▸ **TASK BRIEF**: Give back the full data character for character.

Region pointing data
· · · · ·

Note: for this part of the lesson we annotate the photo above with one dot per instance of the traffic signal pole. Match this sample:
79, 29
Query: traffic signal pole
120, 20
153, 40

· · · · ·

▸ **COMPLETED TASK**:
Note: for this part of the lesson we annotate the photo above with one dot per instance of the traffic signal pole. Match this sample:
79, 29
Query: traffic signal pole
120, 20
153, 40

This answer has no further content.